# Extrait cité:
_____

Le lancement réussi, samedi, de la fusée SpaceX, est l'occasion de relire trois articles passionnants sur le rôle des satellites dans le quotidien des terriens, les ambitions de SpaceX en la matière et les enjeux de "gouvernance spatiale".
Les Echos du 28 décembre 2019 rappelaient l'importance des satellites dans notre vie quotidienne :
En dix ans, les applications fournies par les satellites ont envahi la vie quotidienne : météo, navigation, observation, sciences, télécommunications, télévision, gestion des catastrophes naturelles.
On estime qu'un habitant de la Terre utilise en moyenne quotidiennement les services d'une quarantaine de satellites ! Les besoins de bande passante explosent. Les réseaux terrestres ne pourront pas y répondre seuls, espèrent les opérateurs de satellites, qui entendent bien passer d'un marché de niche (la télédiffusion) à un marché de masse (les télécommunications).
Et le quotidien ajoutait :
SpaceX, Amazon, Google ou Softbank convoitent un marché mondial en distribuant internet à partir de constellations de milliers de petits satellites de série en orbite basse. Fini les territoires non connectés. Des milliards d'euros scintillent potentiellement autour de la planète. Le bureau d'études Euroconsult prévoit que le chiffre d'affaires spatial mondial va passer de 298 milliards de dollars en 2018 à 485 milliards en 2028.

_____

# Informations extraites:
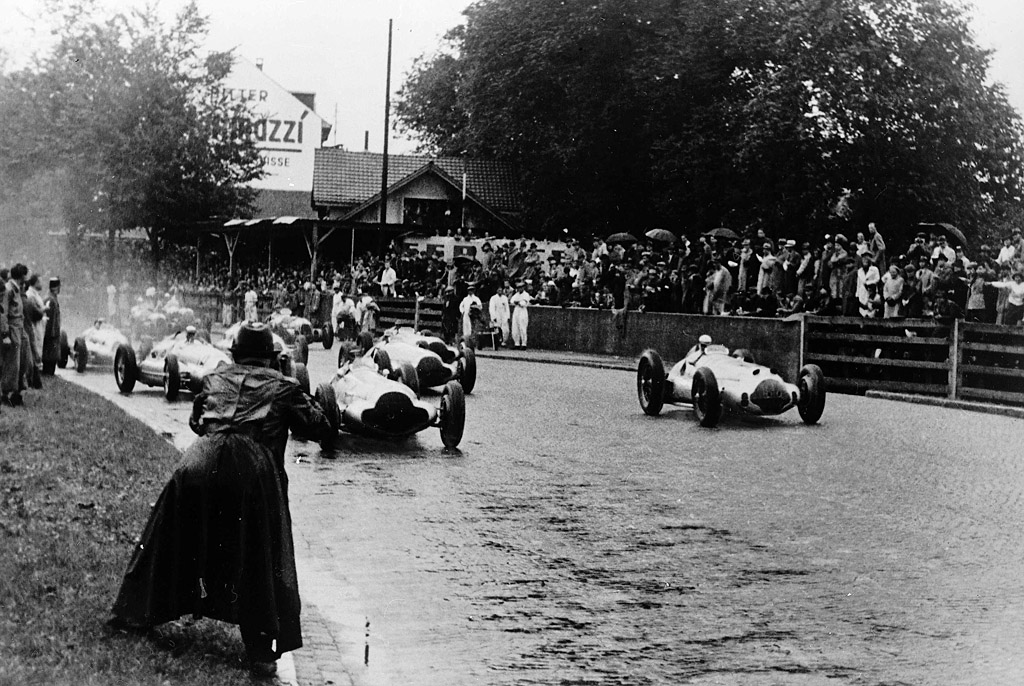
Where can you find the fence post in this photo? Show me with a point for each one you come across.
(954, 352)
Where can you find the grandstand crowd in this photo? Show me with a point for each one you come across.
(751, 274)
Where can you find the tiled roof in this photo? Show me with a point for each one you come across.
(345, 178)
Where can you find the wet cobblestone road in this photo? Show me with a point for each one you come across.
(576, 541)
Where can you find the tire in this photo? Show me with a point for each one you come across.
(812, 393)
(65, 350)
(301, 349)
(125, 369)
(81, 354)
(366, 341)
(650, 383)
(408, 376)
(468, 379)
(329, 403)
(301, 374)
(744, 354)
(383, 360)
(172, 377)
(707, 397)
(453, 415)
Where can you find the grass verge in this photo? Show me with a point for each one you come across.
(77, 480)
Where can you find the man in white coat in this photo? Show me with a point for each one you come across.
(466, 309)
(501, 314)
(520, 316)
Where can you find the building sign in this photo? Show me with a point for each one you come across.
(287, 131)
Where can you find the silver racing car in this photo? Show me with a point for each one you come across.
(180, 360)
(712, 379)
(364, 398)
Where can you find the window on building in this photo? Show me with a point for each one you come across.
(431, 213)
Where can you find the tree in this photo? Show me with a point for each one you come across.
(127, 108)
(697, 113)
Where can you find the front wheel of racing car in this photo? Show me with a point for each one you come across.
(744, 354)
(468, 377)
(707, 397)
(65, 353)
(453, 415)
(125, 369)
(812, 393)
(301, 375)
(172, 377)
(302, 349)
(406, 374)
(81, 354)
(650, 383)
(329, 403)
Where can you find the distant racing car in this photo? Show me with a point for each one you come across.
(364, 398)
(712, 379)
(435, 361)
(180, 360)
(95, 345)
(289, 362)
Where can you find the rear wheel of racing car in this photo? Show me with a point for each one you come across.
(366, 341)
(744, 354)
(81, 354)
(302, 348)
(301, 374)
(383, 360)
(408, 376)
(812, 393)
(65, 350)
(329, 403)
(172, 377)
(707, 397)
(125, 369)
(650, 383)
(468, 379)
(453, 415)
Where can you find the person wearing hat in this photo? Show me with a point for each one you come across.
(218, 542)
(519, 302)
(1013, 313)
(51, 333)
(470, 308)
(867, 275)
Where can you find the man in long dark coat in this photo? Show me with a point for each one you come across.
(218, 543)
(51, 335)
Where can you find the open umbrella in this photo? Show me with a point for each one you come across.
(723, 232)
(621, 239)
(954, 234)
(662, 236)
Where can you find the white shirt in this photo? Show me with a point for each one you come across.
(499, 307)
(520, 300)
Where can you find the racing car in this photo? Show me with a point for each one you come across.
(435, 361)
(296, 331)
(288, 361)
(97, 345)
(181, 359)
(364, 398)
(712, 379)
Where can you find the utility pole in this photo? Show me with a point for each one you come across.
(387, 113)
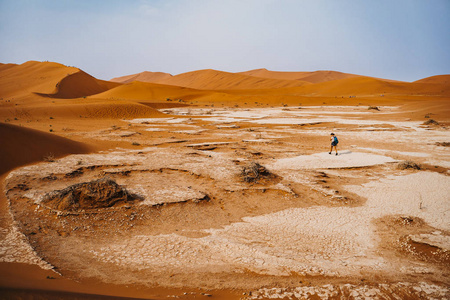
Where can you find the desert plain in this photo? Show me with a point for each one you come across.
(220, 185)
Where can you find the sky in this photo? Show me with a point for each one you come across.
(401, 39)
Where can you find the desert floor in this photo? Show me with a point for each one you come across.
(215, 184)
(237, 203)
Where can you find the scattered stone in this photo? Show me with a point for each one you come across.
(430, 122)
(443, 144)
(408, 164)
(100, 193)
(254, 172)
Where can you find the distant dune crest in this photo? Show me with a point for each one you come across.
(54, 80)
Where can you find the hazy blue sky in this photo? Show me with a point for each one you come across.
(395, 39)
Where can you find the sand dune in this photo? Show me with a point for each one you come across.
(6, 66)
(439, 79)
(143, 76)
(25, 146)
(367, 86)
(148, 91)
(311, 77)
(49, 79)
(79, 84)
(218, 80)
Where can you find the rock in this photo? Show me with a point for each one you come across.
(100, 193)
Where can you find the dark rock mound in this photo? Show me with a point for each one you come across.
(254, 172)
(99, 193)
(407, 164)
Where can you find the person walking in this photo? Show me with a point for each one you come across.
(334, 142)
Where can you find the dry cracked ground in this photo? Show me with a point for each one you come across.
(247, 199)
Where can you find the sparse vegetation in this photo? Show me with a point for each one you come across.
(430, 122)
(254, 172)
(408, 164)
(99, 193)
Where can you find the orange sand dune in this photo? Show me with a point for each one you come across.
(48, 79)
(6, 66)
(439, 79)
(149, 91)
(367, 86)
(79, 84)
(312, 77)
(143, 76)
(218, 80)
(23, 146)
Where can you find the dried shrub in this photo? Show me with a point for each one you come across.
(430, 122)
(99, 193)
(408, 164)
(255, 172)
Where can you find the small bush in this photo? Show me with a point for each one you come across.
(254, 172)
(408, 164)
(430, 122)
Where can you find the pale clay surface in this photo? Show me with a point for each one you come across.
(341, 240)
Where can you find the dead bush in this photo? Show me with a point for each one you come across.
(99, 193)
(430, 122)
(255, 172)
(408, 164)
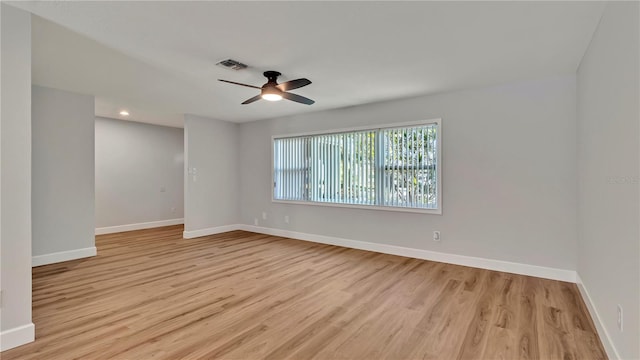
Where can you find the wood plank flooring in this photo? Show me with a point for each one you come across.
(150, 294)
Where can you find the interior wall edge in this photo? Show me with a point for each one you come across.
(138, 226)
(603, 334)
(17, 336)
(62, 256)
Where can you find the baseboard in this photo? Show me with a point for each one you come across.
(63, 256)
(17, 336)
(489, 264)
(138, 226)
(210, 231)
(612, 353)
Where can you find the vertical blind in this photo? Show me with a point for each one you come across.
(394, 167)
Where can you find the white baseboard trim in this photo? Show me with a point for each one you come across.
(612, 353)
(210, 231)
(61, 256)
(489, 264)
(138, 226)
(17, 336)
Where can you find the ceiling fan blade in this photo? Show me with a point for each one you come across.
(241, 84)
(297, 98)
(253, 99)
(293, 84)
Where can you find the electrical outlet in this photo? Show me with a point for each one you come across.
(620, 317)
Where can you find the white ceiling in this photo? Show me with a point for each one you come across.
(157, 58)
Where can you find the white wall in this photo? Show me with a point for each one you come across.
(62, 175)
(139, 173)
(609, 189)
(15, 179)
(509, 174)
(211, 193)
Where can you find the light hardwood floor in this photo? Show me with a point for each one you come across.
(150, 294)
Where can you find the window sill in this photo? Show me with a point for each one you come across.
(365, 207)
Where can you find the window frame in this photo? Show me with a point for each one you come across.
(437, 211)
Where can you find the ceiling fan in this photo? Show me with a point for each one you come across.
(272, 91)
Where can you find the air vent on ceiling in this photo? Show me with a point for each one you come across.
(232, 64)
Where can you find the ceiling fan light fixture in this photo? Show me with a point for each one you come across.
(271, 94)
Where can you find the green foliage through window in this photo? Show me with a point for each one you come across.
(390, 167)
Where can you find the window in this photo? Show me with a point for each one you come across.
(395, 168)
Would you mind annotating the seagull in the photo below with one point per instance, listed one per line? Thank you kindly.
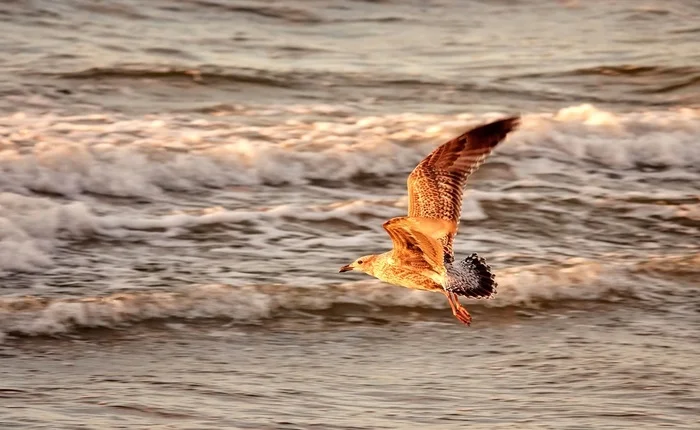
(422, 257)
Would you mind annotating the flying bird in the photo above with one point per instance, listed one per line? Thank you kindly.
(422, 257)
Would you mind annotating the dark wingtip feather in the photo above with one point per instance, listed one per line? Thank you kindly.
(485, 279)
(494, 132)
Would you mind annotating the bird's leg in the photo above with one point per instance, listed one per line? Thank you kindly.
(457, 309)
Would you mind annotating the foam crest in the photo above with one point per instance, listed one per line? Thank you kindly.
(526, 286)
(31, 228)
(121, 156)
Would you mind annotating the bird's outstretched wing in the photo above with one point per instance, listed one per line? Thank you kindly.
(416, 243)
(436, 185)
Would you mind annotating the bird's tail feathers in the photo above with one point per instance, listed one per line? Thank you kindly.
(473, 278)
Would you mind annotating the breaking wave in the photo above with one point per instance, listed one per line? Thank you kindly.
(127, 157)
(528, 287)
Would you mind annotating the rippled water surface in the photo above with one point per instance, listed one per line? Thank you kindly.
(181, 180)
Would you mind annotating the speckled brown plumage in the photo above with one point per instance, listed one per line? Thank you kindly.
(422, 256)
(436, 185)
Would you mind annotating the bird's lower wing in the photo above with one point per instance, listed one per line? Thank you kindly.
(416, 243)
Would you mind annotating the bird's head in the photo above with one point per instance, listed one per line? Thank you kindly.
(363, 264)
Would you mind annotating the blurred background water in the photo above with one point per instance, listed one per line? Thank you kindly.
(180, 181)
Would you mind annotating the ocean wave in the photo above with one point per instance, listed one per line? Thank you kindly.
(527, 287)
(122, 156)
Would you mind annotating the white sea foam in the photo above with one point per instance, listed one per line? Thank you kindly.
(122, 156)
(527, 286)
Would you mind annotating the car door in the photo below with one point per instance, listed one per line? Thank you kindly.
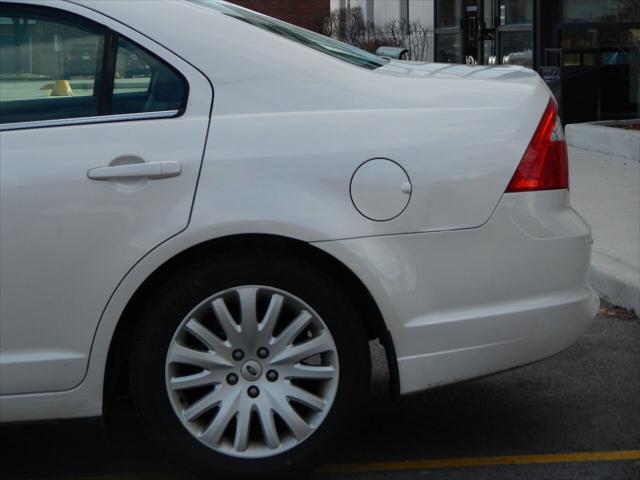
(102, 134)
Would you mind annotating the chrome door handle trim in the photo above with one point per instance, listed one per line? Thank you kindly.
(150, 170)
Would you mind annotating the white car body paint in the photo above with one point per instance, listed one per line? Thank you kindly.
(469, 281)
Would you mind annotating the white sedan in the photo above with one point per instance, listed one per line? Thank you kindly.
(215, 212)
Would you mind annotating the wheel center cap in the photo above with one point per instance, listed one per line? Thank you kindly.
(251, 370)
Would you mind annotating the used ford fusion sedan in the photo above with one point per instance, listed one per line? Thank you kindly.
(217, 211)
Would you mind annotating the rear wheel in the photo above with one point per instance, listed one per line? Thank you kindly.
(248, 366)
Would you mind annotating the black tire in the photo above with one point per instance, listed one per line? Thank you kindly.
(193, 284)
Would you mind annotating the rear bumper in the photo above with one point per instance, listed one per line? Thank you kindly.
(467, 303)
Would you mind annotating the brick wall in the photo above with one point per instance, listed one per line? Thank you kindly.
(305, 13)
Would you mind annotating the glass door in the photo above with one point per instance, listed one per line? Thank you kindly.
(514, 32)
(449, 41)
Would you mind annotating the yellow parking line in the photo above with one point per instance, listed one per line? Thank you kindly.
(620, 455)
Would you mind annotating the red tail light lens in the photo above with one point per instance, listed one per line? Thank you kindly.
(545, 165)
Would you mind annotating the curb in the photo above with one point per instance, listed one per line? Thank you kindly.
(603, 137)
(616, 282)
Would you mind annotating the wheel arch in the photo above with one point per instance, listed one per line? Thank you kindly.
(115, 377)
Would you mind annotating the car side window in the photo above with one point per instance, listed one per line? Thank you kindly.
(49, 66)
(143, 83)
(57, 66)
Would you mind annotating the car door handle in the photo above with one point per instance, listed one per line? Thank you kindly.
(151, 170)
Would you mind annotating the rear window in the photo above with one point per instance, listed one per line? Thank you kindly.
(321, 43)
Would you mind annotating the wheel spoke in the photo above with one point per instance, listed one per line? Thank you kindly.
(292, 330)
(299, 428)
(243, 426)
(270, 319)
(297, 353)
(308, 372)
(248, 315)
(307, 399)
(265, 415)
(228, 409)
(196, 380)
(202, 406)
(206, 336)
(197, 358)
(220, 376)
(227, 323)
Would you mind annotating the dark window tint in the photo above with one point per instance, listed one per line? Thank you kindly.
(143, 83)
(321, 43)
(50, 66)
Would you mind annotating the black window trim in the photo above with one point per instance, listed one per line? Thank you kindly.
(104, 83)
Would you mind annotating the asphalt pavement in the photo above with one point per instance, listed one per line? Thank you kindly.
(574, 416)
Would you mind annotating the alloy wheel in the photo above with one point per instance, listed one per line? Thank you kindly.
(252, 371)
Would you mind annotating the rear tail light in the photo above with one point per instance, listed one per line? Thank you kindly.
(545, 165)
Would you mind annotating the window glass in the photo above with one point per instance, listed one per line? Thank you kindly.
(48, 67)
(448, 48)
(516, 48)
(448, 13)
(321, 43)
(143, 83)
(489, 14)
(516, 12)
(598, 11)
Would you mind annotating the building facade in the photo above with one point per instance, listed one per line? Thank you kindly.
(587, 50)
(305, 13)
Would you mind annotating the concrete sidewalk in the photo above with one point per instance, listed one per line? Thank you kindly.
(605, 190)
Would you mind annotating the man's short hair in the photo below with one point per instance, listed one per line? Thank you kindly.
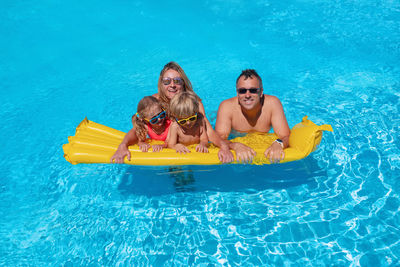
(250, 73)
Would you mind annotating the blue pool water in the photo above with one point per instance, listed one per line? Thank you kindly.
(335, 61)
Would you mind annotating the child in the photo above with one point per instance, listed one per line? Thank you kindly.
(189, 126)
(150, 120)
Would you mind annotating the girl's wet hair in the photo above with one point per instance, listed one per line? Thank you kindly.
(144, 106)
(184, 105)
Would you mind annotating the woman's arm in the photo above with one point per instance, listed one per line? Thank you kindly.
(173, 140)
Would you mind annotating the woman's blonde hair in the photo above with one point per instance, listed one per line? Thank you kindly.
(184, 105)
(187, 85)
(143, 108)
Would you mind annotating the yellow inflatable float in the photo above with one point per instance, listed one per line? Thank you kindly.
(96, 143)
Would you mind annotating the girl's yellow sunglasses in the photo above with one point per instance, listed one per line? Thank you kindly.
(183, 121)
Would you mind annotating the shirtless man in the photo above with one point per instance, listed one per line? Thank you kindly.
(253, 111)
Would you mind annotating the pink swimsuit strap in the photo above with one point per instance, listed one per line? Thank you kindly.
(161, 137)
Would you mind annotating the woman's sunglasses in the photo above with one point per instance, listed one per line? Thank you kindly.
(177, 80)
(157, 117)
(185, 120)
(242, 91)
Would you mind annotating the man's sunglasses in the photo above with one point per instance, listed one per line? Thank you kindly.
(177, 80)
(242, 91)
(157, 117)
(185, 120)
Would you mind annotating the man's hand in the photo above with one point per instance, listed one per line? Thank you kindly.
(244, 153)
(120, 154)
(181, 149)
(275, 153)
(143, 146)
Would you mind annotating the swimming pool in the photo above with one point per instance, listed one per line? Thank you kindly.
(336, 62)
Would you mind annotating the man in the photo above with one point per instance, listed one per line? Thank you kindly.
(253, 111)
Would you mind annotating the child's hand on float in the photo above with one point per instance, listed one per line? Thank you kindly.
(201, 148)
(181, 149)
(157, 148)
(144, 147)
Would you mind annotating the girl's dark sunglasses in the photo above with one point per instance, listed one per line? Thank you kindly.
(177, 80)
(242, 91)
(157, 117)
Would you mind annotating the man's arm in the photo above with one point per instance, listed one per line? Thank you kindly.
(281, 128)
(123, 151)
(223, 127)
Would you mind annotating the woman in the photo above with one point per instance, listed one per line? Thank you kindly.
(172, 81)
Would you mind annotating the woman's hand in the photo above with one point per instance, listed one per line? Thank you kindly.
(275, 153)
(244, 153)
(201, 148)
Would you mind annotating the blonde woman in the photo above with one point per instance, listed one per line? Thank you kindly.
(171, 82)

_____

# Tâches:
1. Pour chacune des affirmations (a), (b) et (c), indiquez si elle concorde avec le texte sur les satellites et SpaceX. Répondez par oui ou non, puis citez à l'identique les mots du texte qui tranchent.
(a) Chaque jour, un habitant de la Terre utilise en moyenne les services d'une quarantaine de satellites.
(b) Les opérateurs de satellites comptent se maintenir sur le marché de niche de la télédiffusion.
(c) Selon Euroconsult, le chiffre d'affaires spatial mondial atteindra 485 milliards de dollars en 2028.
2. Poursuivez le texte sur les satellites et SpaceX à partir de sa dernière phrase.

# Résultats par tâche:
1.
(a) Oui : « On estime qu'un habitant de la Terre utilise en moyenne quotidiennement les services d'une quarantaine de satellites ».
(b) Non : « qui entendent bien passer d'un marché de niche (la télédiffusion) à un marché de masse (les télécommunications) ».
(c) Oui : « va passer de 298 milliards de dollars en 2018 à 485 milliards en 2028 ».

2.
Avec l'appât du gain, l'irruption du secteur privé et la multiplication des pays qui ont accès à l'espace, la gouvernance de l'espace devient un sujet brûlant. La législation actuelle, qui impose la liberté d'accès à l'espace et son utilisation à des fins pacifiques, n'est plus suffisante. Alors que l'ONU interdit l'appropriation par des Etats de la Lune ou de corps célestes, les Etats-Unis ont adopté en 2015 le Space Act, qui autorise l'exploitation et l'utilisation des ressources de l'espace. En vue par exemple de l'exploration minière des astéroïdes…
Numerama, en octobre 2019, détaillait plus précisément les ambitions de SpaceX :
Si SpaceX n'a que 60 satellites Starlink en orbite aujourd'hui, demain il pourrait en avoir près de 42 000. L'entreprise vient en effet de demander l'autorisation d'orbiter 30 000 nouveaux engins, en plus des 12 000 pour lesquels elle a déjà eu un feu vert.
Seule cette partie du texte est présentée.